Data records -
►

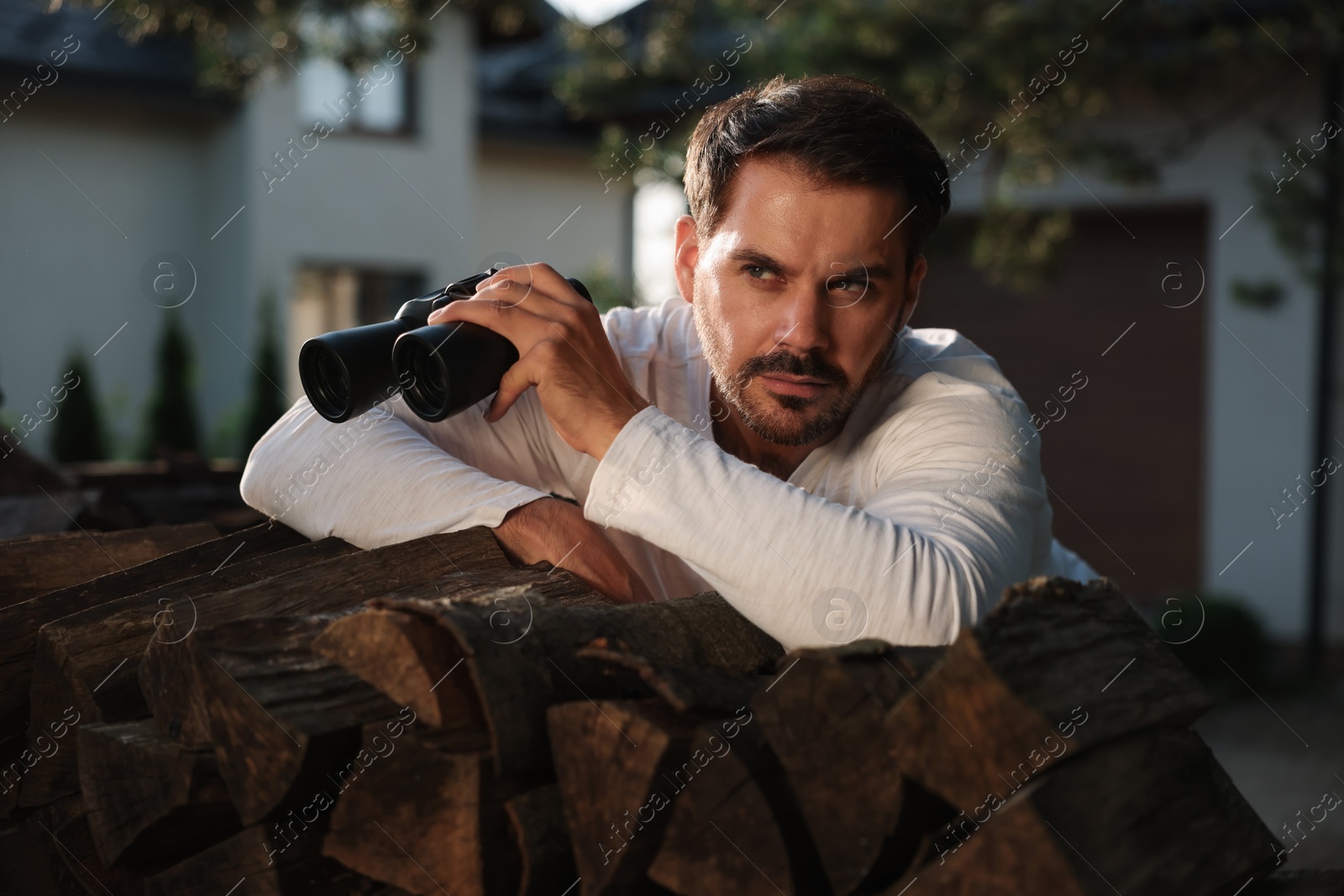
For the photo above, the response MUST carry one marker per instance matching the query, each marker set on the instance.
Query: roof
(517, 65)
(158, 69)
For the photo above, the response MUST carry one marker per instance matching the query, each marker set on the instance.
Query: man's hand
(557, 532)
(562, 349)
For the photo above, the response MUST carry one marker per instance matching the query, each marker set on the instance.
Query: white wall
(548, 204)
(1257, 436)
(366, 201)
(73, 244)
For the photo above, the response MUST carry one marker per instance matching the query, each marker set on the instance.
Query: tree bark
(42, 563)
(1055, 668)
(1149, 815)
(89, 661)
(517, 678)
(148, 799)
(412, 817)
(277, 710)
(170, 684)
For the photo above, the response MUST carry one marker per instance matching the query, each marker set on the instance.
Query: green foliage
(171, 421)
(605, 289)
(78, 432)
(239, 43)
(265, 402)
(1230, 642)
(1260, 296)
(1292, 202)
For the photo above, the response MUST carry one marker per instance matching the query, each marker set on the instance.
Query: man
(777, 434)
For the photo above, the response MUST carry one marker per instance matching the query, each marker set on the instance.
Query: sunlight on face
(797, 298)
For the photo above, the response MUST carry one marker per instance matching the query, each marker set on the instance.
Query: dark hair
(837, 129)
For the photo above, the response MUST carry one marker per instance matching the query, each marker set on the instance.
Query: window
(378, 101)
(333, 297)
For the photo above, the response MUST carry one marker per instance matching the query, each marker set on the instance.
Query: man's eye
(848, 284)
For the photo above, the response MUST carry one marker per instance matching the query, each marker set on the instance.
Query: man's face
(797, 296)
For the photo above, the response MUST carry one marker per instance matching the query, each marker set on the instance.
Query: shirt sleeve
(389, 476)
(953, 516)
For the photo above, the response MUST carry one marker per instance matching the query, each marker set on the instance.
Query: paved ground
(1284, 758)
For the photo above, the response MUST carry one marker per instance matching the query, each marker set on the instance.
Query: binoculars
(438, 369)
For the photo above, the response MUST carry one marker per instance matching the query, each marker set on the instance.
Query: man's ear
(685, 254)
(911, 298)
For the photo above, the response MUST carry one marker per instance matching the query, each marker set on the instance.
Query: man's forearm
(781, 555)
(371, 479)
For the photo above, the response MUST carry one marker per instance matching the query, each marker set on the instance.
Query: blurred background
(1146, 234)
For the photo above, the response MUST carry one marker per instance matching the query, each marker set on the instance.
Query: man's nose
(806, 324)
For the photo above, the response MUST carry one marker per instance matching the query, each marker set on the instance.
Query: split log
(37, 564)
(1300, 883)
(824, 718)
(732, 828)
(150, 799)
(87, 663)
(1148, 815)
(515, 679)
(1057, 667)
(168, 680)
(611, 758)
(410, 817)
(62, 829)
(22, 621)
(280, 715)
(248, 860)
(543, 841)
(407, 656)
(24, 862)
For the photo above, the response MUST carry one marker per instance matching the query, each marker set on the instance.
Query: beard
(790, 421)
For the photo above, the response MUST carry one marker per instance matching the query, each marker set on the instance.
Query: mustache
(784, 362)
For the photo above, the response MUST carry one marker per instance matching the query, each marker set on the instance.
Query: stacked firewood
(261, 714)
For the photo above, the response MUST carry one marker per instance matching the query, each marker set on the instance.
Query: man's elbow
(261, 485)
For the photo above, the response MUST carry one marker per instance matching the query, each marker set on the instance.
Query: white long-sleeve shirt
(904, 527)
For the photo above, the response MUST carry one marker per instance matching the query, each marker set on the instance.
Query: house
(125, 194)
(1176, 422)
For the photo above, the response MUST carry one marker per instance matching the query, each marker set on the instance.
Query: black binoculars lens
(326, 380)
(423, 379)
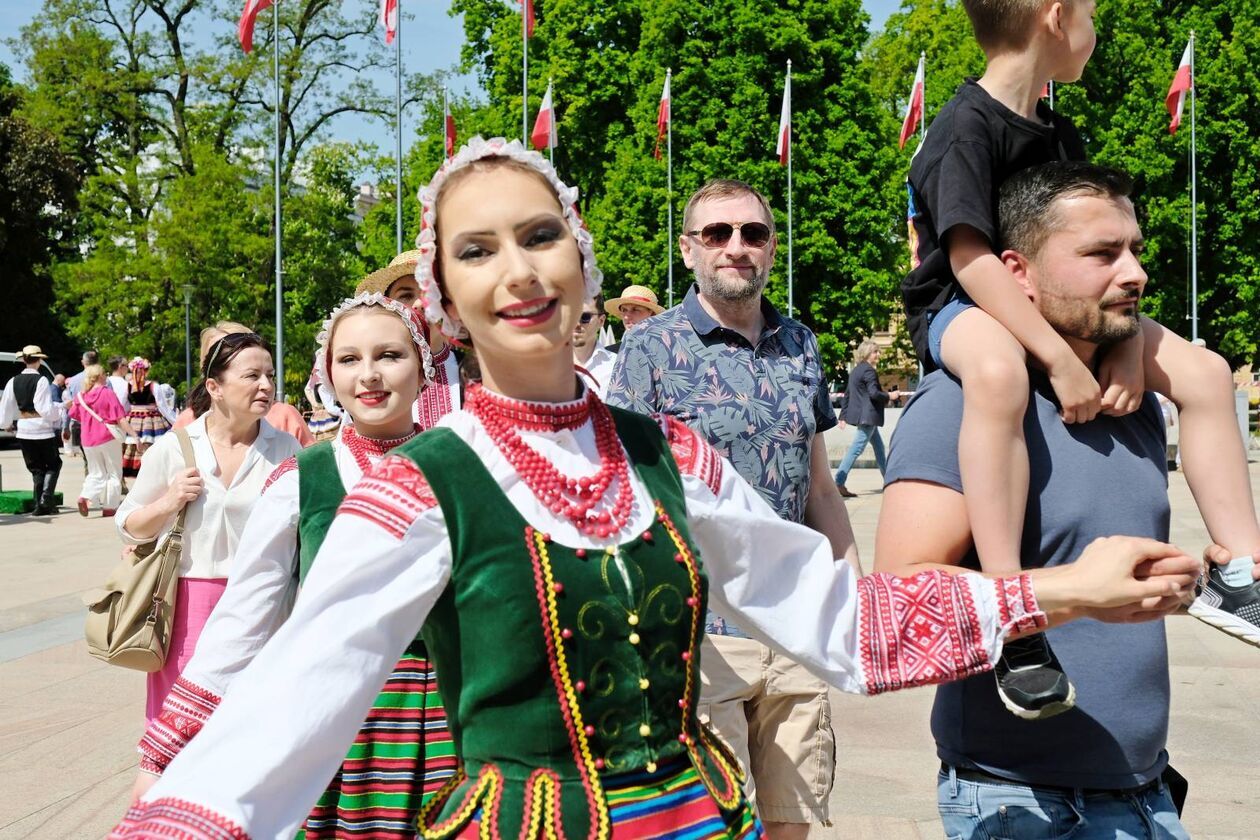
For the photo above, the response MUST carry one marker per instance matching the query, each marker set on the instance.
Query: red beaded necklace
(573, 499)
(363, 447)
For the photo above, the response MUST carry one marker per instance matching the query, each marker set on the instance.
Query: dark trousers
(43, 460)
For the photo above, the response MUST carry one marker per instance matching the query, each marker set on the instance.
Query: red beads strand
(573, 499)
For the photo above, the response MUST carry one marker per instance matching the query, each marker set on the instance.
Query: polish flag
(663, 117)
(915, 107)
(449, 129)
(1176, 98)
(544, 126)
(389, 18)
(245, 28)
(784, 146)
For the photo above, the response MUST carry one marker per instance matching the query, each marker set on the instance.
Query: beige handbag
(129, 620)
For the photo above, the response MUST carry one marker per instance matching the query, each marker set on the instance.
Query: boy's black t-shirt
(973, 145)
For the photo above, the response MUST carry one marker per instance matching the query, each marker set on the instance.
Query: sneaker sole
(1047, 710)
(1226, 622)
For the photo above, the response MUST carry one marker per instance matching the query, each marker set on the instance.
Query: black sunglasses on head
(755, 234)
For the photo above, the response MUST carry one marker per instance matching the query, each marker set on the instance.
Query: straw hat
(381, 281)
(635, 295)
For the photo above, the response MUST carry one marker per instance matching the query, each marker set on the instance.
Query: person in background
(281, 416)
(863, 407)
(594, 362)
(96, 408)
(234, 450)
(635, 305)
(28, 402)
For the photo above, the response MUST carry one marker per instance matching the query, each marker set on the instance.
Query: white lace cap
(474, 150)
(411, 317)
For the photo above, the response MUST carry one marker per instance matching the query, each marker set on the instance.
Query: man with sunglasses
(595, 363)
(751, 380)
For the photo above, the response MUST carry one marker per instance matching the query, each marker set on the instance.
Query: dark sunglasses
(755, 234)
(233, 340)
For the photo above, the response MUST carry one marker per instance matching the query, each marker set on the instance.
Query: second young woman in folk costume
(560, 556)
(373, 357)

◄
►

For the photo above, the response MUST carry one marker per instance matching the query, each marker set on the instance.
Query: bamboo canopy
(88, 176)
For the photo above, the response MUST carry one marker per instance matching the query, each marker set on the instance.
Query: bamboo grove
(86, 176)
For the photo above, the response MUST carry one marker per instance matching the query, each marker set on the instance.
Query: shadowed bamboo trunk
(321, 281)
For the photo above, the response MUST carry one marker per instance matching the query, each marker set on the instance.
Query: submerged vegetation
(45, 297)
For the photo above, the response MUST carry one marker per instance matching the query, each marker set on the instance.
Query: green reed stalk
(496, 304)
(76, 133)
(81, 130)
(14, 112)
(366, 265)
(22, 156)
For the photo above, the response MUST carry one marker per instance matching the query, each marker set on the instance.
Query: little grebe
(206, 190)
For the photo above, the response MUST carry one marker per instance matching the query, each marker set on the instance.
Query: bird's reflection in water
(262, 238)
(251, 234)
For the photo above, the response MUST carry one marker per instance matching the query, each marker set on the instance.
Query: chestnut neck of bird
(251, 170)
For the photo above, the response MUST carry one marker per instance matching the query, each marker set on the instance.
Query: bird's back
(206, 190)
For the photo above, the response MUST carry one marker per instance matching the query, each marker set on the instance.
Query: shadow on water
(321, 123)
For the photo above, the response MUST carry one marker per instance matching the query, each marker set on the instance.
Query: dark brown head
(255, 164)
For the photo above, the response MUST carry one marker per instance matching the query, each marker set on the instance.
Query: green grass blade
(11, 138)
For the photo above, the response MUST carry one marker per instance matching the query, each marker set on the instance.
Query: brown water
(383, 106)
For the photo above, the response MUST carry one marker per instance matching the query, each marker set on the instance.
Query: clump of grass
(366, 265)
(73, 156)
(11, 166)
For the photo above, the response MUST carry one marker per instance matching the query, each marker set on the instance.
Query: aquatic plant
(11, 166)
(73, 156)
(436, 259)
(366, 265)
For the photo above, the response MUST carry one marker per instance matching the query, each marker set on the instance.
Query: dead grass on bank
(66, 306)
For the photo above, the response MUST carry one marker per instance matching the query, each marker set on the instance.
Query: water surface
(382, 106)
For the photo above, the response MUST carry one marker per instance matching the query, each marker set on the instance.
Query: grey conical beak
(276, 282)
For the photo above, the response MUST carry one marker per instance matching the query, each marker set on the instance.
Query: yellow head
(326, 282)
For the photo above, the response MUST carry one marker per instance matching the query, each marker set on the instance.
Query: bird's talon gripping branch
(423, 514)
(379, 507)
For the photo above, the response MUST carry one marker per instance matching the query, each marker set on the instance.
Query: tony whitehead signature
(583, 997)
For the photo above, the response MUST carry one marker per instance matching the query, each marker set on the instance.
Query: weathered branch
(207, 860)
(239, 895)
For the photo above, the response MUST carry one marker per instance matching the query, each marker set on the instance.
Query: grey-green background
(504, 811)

◄

Set problem -
Pull out every line of the data records that contains the string "shirt".

Answer -
Query: shirt sleeve
Query: white long-sleeve shirt
Query: boy's black t-shirt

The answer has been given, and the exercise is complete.